━━━ Listed records ━━━
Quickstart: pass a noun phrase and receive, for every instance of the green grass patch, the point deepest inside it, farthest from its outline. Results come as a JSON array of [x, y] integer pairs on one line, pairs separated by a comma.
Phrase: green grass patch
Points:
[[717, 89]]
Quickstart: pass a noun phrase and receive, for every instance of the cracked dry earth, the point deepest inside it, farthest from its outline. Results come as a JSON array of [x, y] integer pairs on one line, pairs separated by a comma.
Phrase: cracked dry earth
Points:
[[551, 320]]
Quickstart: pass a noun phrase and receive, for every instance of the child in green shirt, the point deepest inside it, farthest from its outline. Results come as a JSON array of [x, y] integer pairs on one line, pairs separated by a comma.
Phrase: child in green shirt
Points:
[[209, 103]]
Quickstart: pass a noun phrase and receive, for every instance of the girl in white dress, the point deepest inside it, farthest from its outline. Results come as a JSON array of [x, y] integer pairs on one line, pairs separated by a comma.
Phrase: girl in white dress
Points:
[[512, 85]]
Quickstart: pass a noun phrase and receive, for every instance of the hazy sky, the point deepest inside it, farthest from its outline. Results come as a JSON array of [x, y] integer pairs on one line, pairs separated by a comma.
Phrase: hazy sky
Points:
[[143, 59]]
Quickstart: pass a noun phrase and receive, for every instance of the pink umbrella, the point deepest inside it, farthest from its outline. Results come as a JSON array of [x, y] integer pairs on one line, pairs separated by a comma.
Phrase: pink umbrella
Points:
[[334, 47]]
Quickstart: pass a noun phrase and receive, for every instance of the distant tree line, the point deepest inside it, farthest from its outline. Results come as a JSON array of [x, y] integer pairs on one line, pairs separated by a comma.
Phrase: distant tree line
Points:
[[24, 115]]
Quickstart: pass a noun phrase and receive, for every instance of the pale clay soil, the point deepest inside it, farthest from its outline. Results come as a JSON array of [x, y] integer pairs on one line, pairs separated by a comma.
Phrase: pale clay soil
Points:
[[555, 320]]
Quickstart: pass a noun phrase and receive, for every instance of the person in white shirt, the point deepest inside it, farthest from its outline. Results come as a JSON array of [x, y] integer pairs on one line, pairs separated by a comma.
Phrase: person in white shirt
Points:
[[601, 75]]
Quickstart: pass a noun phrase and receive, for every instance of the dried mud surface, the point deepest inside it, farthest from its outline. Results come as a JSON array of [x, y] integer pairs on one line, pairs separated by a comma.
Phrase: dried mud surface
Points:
━━━
* **Direction**: Can you write out these lines again, swapping "outline" for "boundary" wherever it appears and leaving everything else untouched?

* **Final answer**:
Quickstart: pass a noun phrase and receive, for every instance of the green grass patch, the point deepest inside it, farthest from its boundary. Results come as a JSON array of [x, y] integer pairs on one line, pairs separated by a comma.
Phrase: green grass patch
Points:
[[717, 89]]
Quickstart: pass a noun phrase and receive, for every instance of the cracked dry earth, the point deepest inside it, farthest from its boundary. Results come as a JSON array of [x, y] integer pairs on one line, pairs separated by a comma.
Phrase: cracked dry earth
Points:
[[551, 320]]
Quickstart: pass a noun phrase and receive, for every instance of the child in green shirt, the point deepest inside it, farthest from its boundary. Results come as a JSON array of [x, y] integer pairs on one line, pairs separated by a comma.
Phrase: child in green shirt
Points:
[[209, 103]]
Quickstart: pass a noun phrase and receive, for every instance of the girl in white dress, the point deepest inside it, farthest from its boundary. Results come as a JSON array of [x, y] integer pairs on one line, pairs separated by a comma.
Phrase: girl in white dress
Points:
[[512, 85]]
Quickstart: pass a noun phrase and receive, for every instance of the hazy sky, the point deepest inside it, farthest from its boundary. Results come as a JSON array of [x, y] integer pairs on one line, pairs separated by a comma.
Phrase: hazy sky
Points:
[[143, 59]]
Quickstart: pass a noun phrase and receive, for every instance of the pink umbrella, the point deepest inside it, farthest from its boundary. Results come as a JSON array of [x, y] integer pairs on one line, pairs separated by a comma.
Phrase: pink umbrella
Points:
[[334, 47]]
Quickstart: pass a noun phrase and receive, for every instance of the distant tree line, the point deepest inside it, farthest from its boundary. Results come as a JSON array of [x, y] integer pairs on one line, pairs separated by a comma.
Phrase: distant tree line
Points:
[[24, 115]]
Quickstart: pass a noun phrase and receive, for every instance of the pale clay soil, the point deepest inside it, farthest from its boundary. Results come as a JSON array of [x, y] integer pairs on one line, pairs separated by a comma.
Phrase: pale clay soil
Points:
[[555, 320]]
Quickstart: pass a noun phrase and receive, for every instance of the person in white shirt, the point deepest inside it, farthest from its boundary. Results come as a JSON array of [x, y] integer pairs on one line, pairs separated by a comma.
Phrase: person in white shirt
Points:
[[601, 75]]
Quickstart: pass a noun phrase and receive, for every instance of the dried mud surface, the point deepest inside it, farthest from its boundary. Results come as a JSON array of [x, y] integer pairs on one line, pairs separated by a comma.
Phrase: dried mud surface
Points:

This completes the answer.